**WHAT TO WORK ON:** Each entry needs to be reproduced exactly as it is.
SOURCE MATERIAL START
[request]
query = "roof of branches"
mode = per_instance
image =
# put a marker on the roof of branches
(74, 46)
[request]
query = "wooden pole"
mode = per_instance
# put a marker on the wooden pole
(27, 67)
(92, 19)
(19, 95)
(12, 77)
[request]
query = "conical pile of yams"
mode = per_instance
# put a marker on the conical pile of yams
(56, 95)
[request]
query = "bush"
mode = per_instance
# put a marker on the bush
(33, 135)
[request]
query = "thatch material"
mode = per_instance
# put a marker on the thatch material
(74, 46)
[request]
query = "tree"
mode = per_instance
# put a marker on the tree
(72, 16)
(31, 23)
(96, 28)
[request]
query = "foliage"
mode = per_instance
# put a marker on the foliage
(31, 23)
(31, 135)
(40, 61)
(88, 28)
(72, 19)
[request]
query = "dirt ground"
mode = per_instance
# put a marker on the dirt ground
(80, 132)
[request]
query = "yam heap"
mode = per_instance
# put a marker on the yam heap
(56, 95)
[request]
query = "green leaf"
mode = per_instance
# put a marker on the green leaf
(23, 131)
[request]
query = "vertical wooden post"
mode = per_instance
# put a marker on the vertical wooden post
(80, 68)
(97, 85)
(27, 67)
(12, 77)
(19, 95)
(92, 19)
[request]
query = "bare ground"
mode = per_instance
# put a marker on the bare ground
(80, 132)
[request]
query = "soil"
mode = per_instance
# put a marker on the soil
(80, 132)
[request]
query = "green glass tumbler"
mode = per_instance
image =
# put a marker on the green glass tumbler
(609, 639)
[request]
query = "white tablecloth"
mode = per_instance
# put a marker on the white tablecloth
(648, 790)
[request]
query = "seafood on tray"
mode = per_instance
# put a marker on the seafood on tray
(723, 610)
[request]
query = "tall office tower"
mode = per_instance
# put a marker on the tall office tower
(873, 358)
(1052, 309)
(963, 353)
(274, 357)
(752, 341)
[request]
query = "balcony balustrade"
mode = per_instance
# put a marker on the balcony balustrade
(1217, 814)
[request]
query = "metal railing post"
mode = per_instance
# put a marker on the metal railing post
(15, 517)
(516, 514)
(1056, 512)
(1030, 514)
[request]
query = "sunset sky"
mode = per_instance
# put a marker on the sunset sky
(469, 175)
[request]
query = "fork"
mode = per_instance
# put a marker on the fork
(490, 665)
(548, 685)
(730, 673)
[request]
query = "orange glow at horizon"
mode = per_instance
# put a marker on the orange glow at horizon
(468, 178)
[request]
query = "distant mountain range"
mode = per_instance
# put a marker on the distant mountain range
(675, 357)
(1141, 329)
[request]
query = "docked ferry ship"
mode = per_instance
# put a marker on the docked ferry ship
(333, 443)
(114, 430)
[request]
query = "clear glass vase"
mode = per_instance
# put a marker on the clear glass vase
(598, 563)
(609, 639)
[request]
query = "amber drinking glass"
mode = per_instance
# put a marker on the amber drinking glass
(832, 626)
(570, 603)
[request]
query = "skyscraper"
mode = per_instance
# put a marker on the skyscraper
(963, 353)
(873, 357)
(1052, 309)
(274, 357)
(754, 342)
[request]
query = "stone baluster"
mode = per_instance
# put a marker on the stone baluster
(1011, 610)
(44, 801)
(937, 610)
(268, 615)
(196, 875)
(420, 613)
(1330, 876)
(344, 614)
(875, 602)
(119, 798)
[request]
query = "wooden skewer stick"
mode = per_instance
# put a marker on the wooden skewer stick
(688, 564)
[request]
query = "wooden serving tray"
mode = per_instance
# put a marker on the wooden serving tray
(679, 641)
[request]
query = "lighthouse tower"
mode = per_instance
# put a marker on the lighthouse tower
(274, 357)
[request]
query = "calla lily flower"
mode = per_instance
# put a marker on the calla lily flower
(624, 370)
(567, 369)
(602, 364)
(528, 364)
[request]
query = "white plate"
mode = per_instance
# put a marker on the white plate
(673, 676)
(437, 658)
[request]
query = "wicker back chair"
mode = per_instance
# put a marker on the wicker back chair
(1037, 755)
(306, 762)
SOURCE MATERIAL END
**ANSWER BOX:**
[request]
query = "roof of branches"
mode = per_instance
image =
# put a marker on the roof of branches
(74, 46)
[request]
query = "wooden pole"
mode = per_instance
# put a marker on the wooden pole
(27, 67)
(92, 19)
(19, 95)
(12, 77)
[request]
query = "conical pile of yams"
mode = per_instance
# put a marker on the conical pile of yams
(56, 95)
[request]
query = "bush"
mode = per_instance
# put a marker on the bush
(33, 135)
[request]
query = "thatch material"
mode = per_instance
# put a marker on the thatch material
(74, 46)
[request]
query = "tree"
mode = per_instance
# put a marker on the tree
(72, 16)
(31, 23)
(96, 28)
[request]
query = "foliage"
mode = per_instance
# put a marker on the foliage
(31, 23)
(31, 135)
(40, 61)
(88, 28)
(72, 19)
[request]
query = "dirt ground"
mode = per_instance
# put a marker on the dirt ground
(80, 132)
[request]
query = "yam heap"
mode = per_instance
# put a marker on the yam heap
(56, 95)
[request]
query = "green leaf"
mode = per_instance
# put a marker on the green leaf
(23, 131)
[request]
query = "vertical wooden post"
mode = per_instance
# put a marker on the vertical wooden post
(80, 68)
(97, 85)
(27, 67)
(12, 77)
(19, 95)
(92, 19)
[request]
query = "bare ground"
mode = per_instance
# put a marker on the bare ground
(80, 132)
[request]
query = "soil"
mode = per_instance
# put a marker on the soil
(80, 132)
[request]
query = "green glass tumbler"
mode = per_instance
image =
# put a marker on the green glass tumbler
(609, 639)
[request]
query = "white tablecloth"
mode = per_instance
# put a marker on the white tablecloth
(648, 790)
[request]
query = "seafood on tray"
mode = per_instance
# put a marker on the seafood on tray
(723, 610)
[request]
query = "tall office tower"
mode = per_instance
# put a marker on the tall office tower
(873, 358)
(1052, 309)
(963, 353)
(274, 357)
(752, 341)
[request]
query = "balcony balustrade"
mode = per_instance
# put a marker on the balcony balustrade
(1217, 814)
[request]
query = "metal railing post"
mode = per_instance
# put a marker on the metal railing post
(15, 517)
(516, 514)
(1056, 512)
(1030, 514)
[request]
query = "sunset sky"
mode = per_instance
# put a marker on the sunset sky
(469, 175)
[request]
query = "fork"
mode = per_instance
# put a marker on the fork
(490, 665)
(548, 685)
(730, 673)
[request]
query = "orange glow at horizon"
mode = per_instance
# put a marker on the orange glow at horizon
(468, 178)
[request]
query = "distant mountain range"
mode = per_instance
# put a marker on the distant mountain range
(675, 357)
(1141, 329)
[request]
query = "docked ferry ship"
mode = per_instance
# put a marker on the docked ferry ship
(333, 443)
(114, 430)
[request]
query = "clear glass vase"
mode = per_instance
# put a marker on the clear glass vase
(598, 563)
(609, 639)
[request]
query = "amber drinking glass"
mode = per_instance
# put a marker on the amber drinking glass
(832, 626)
(570, 603)
[request]
query = "skyscraper"
mode = per_instance
# put a marker on the skyscraper
(963, 353)
(873, 357)
(1052, 309)
(274, 357)
(754, 342)
[request]
query = "stone baluster"
mode = per_instance
# put a marker on the stone baluster
(1011, 610)
(44, 801)
(937, 610)
(268, 615)
(196, 875)
(420, 613)
(1330, 876)
(344, 614)
(875, 602)
(119, 798)
[request]
query = "wooden skewer stick"
mode = per_instance
# put a marker on the wooden skewer stick
(688, 564)
[request]
query = "wooden serving tray"
mode = per_instance
# put a marker on the wooden serving tray
(679, 641)
[request]
query = "lighthouse tower"
mode = per_instance
# put a marker on the lighthouse tower
(274, 357)
[request]
query = "calla lily flower"
mode = per_instance
# put a marker on the calla lily flower
(624, 370)
(567, 369)
(602, 364)
(528, 364)
[request]
query = "white plate"
mode = per_instance
# put a marker on the white plate
(673, 676)
(437, 658)
[request]
query = "wicker back chair"
mode = per_instance
# put a marker on the wicker back chair
(1037, 755)
(306, 762)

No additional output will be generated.